• **Given problem**: Select each line of the records below that contains the word "smiling", and copy those lines.
** BEGIN Supplied material **
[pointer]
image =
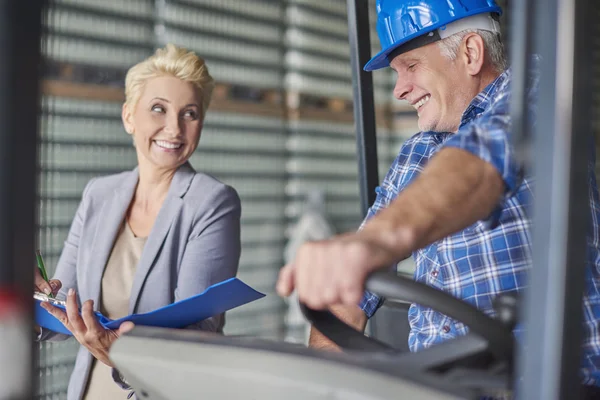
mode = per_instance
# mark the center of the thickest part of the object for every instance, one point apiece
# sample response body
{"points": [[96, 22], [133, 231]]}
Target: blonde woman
{"points": [[146, 238]]}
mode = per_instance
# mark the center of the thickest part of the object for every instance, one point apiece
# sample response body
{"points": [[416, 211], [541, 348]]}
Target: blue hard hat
{"points": [[402, 21]]}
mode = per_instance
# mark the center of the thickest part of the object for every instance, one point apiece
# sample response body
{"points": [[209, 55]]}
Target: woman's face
{"points": [[166, 123]]}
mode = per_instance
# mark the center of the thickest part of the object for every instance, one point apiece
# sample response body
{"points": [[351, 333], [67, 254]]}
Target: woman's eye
{"points": [[191, 114]]}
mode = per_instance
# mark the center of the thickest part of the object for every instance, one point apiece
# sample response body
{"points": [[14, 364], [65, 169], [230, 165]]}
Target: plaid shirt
{"points": [[491, 256]]}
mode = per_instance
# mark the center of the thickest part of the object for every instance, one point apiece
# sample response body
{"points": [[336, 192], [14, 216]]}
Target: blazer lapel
{"points": [[164, 220], [112, 215]]}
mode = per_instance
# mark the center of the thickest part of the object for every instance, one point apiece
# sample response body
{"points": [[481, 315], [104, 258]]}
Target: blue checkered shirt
{"points": [[491, 256]]}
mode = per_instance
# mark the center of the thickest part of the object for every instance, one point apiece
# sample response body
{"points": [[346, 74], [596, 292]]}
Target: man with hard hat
{"points": [[455, 197]]}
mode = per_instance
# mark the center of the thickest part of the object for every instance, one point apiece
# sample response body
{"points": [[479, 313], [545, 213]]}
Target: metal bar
{"points": [[562, 137], [521, 45], [364, 106], [20, 36]]}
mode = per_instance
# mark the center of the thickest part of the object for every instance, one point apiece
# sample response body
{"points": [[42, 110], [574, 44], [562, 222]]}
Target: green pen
{"points": [[40, 261]]}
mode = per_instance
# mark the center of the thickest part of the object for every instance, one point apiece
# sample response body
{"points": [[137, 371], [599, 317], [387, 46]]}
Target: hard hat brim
{"points": [[380, 60]]}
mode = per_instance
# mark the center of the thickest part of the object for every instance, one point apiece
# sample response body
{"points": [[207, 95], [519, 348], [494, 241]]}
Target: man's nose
{"points": [[402, 89]]}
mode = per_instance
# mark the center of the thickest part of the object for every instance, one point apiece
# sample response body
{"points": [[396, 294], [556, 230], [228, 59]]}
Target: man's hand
{"points": [[333, 272], [86, 328]]}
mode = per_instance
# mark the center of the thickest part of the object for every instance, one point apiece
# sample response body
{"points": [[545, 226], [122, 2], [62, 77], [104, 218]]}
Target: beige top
{"points": [[114, 303]]}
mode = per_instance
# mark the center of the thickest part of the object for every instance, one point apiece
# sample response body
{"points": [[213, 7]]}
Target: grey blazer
{"points": [[194, 243]]}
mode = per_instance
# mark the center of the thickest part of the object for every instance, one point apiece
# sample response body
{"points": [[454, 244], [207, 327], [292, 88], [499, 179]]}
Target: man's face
{"points": [[440, 89]]}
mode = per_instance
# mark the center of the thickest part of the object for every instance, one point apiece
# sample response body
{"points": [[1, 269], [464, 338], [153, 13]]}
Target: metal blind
{"points": [[243, 142]]}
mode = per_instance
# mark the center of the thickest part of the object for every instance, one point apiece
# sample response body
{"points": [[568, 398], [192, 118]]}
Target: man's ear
{"points": [[473, 53], [127, 118]]}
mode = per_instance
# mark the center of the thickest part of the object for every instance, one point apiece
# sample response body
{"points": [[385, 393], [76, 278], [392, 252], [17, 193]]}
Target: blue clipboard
{"points": [[215, 300]]}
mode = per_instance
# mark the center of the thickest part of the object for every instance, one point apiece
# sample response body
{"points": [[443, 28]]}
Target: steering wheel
{"points": [[496, 332]]}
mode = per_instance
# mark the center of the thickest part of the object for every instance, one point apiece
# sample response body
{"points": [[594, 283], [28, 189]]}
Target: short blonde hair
{"points": [[170, 61]]}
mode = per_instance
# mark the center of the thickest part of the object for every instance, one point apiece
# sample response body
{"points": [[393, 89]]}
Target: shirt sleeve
{"points": [[371, 302], [488, 137]]}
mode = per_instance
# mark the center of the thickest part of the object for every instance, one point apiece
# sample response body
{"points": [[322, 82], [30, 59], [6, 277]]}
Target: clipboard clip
{"points": [[44, 297]]}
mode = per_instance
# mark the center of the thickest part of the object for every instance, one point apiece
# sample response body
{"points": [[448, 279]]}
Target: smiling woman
{"points": [[146, 238]]}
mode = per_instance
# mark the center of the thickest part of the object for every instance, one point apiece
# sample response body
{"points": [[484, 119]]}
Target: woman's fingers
{"points": [[39, 283], [56, 285], [57, 313], [73, 314]]}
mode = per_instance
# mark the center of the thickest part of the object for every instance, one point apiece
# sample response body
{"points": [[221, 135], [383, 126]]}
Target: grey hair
{"points": [[492, 41]]}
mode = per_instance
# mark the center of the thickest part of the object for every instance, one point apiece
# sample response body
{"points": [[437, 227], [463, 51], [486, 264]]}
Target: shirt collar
{"points": [[483, 99]]}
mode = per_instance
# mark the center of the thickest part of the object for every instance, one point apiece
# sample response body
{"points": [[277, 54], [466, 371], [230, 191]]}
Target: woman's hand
{"points": [[40, 285], [86, 328]]}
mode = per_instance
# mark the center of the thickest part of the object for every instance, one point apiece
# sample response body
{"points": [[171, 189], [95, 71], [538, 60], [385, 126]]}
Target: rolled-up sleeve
{"points": [[488, 137]]}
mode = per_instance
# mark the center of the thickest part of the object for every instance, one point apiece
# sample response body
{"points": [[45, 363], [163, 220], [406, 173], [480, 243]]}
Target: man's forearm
{"points": [[353, 316], [455, 190]]}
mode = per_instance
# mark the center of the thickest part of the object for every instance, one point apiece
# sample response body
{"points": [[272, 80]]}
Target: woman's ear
{"points": [[127, 118], [473, 52]]}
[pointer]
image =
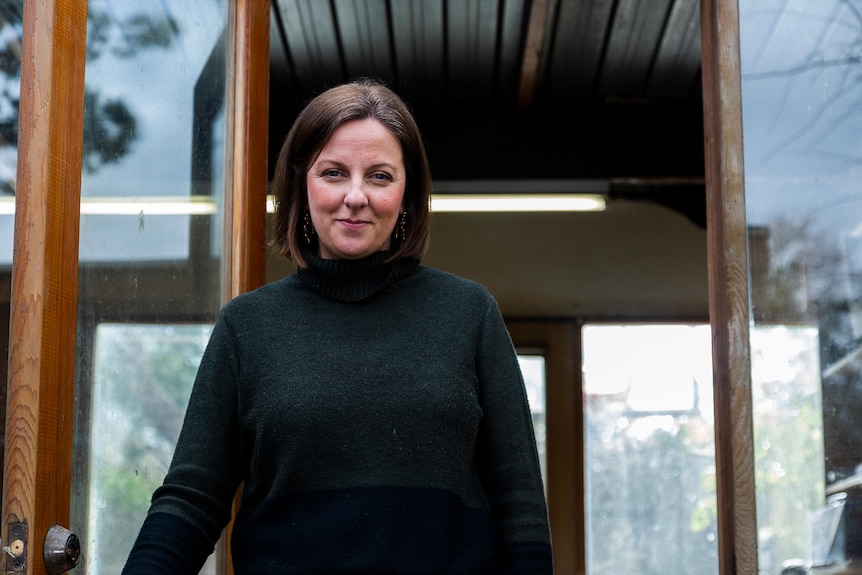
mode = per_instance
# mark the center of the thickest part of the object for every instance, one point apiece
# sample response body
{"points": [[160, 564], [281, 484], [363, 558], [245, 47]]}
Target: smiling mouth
{"points": [[353, 223]]}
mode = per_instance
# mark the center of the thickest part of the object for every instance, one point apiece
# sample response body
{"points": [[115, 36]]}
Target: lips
{"points": [[353, 224]]}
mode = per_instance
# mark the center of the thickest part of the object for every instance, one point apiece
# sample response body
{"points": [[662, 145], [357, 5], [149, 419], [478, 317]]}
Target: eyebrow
{"points": [[378, 165]]}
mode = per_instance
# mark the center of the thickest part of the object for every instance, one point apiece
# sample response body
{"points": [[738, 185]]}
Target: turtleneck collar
{"points": [[353, 280]]}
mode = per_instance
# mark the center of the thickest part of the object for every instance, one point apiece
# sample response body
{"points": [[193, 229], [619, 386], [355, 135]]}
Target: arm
{"points": [[507, 455]]}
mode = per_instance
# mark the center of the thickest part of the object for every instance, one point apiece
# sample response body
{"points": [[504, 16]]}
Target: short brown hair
{"points": [[358, 100]]}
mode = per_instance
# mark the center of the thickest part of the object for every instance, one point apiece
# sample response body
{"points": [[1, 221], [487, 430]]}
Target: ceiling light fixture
{"points": [[519, 195]]}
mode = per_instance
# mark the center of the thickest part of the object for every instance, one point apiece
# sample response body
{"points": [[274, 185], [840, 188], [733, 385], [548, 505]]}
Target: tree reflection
{"points": [[111, 127]]}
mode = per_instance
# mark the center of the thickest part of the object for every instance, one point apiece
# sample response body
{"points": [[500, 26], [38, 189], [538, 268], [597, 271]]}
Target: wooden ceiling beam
{"points": [[532, 53]]}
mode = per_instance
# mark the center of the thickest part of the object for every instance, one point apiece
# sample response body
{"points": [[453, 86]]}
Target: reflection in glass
{"points": [[149, 276], [142, 378], [649, 450], [801, 96], [11, 30], [533, 369]]}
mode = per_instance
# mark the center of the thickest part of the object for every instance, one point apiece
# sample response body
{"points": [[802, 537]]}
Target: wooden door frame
{"points": [[41, 380], [728, 287], [559, 342]]}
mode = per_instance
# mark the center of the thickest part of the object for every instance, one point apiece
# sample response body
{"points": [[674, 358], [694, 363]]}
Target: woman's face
{"points": [[356, 190]]}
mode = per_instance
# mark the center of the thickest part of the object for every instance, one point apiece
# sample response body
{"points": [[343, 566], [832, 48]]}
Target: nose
{"points": [[355, 197]]}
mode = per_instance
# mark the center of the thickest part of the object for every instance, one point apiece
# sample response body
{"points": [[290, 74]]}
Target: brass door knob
{"points": [[62, 550]]}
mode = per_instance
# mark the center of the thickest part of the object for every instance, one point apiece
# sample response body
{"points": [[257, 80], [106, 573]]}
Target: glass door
{"points": [[150, 256], [142, 211]]}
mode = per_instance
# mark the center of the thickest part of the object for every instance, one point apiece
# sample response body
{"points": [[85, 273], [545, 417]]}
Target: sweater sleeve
{"points": [[190, 509], [507, 455]]}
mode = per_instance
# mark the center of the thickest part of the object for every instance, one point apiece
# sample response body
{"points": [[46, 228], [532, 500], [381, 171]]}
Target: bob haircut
{"points": [[358, 100]]}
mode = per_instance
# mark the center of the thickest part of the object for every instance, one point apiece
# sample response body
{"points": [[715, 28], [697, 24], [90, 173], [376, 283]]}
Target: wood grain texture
{"points": [[728, 287], [40, 402], [247, 134], [248, 106], [559, 342]]}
** END Supplied material **
• **Solution to the exercise**:
Target: smiling woman
Target: smiling mouth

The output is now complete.